++++ TEXT BLOCK ++++
I do stand up for myself. I do have conflict. Then I do get punished by all the NPD typical ways. But, if I let that blow over and call again, they act like nothing ever happened.

2. Sense of self doubt—
“highly vulnerable to being gaslighted and invalidated by predators in relationships”

I am often being gaslighted and invalidated in general by many people! I do not doubt myself. I am constantly fighting to validate myself to them (while they invalidate right to my face no matter what I say!)

“Remember that children who grow up in unpredictable or violent homes learn how to detect threats or changes in their environment early on in order to protect themselves. They were detectives, cops, psychologists and FBI agents well before the age of eight. They can read nonverbal body language, notice microexpressions and catch changes in tone before someone’s even said “Hello.”

^This is me for sure! But I actually learned it from my narcissistic mother. She taught me to read people, and she taught me well.

3. Fear about succeeding— “self-sabotage”

I do self-sabotage to stop me from succeeding all the time. I tell myself I don’t really want to succeed and keep doing whatever it is I’m doing. Or I get bored of it. I always thought I did that because I may have ADHD.

As for ‘in the spotlight’. I have literally been in the spotlight, and my mother was always pretty supportive. She came to see me in productions. But, she did not encourage my really doing it professionally, had a lovely expression to tell me to not do something saying, “Take the needle out of your arm!”

4. Insecurities-attachments— yes, me, totally

5. Defective and worthless— ‘inner critic’ definitely, and it is my mother’s harshly critical voice, things she would really say, and I embellish with things beyond what she would say to beat myself up. But thinking I am worthless or not deserving of good things— not at all. I am equal to anyone else. I like nice things and am happy to have them. I know I am a little defective, but so what? Aren’t we all?
++++ PROVIDED DATA ++++
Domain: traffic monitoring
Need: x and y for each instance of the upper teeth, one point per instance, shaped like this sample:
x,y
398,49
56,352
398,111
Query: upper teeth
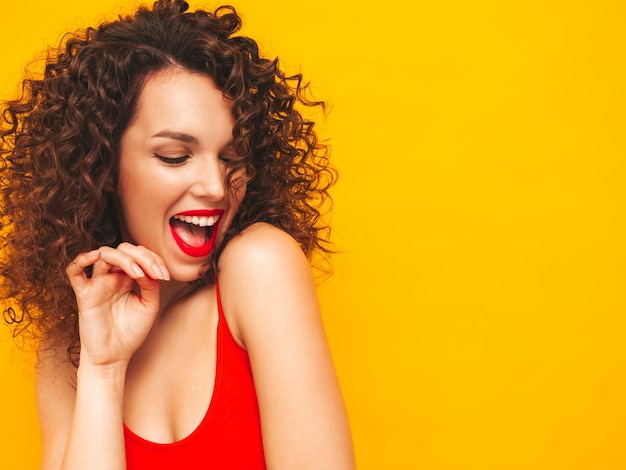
x,y
202,221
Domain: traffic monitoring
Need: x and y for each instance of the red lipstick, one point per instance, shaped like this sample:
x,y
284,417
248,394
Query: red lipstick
x,y
193,250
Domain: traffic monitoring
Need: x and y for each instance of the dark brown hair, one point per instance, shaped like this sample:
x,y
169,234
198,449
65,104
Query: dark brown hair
x,y
59,150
++++
Decide whether each statement agrees with the account about a narcissistic mother, answering yes or no and quoting the deciding words. (a) The writer says they doubt themselves. (b) The writer learned to read people from their mother. (c) The writer's mother encouraged them to perform professionally.

(a) No: "I do not doubt myself."
(b) Yes: "But I actually learned it from my narcissistic mother."
(c) No: "she did not encourage my really doing it professionally"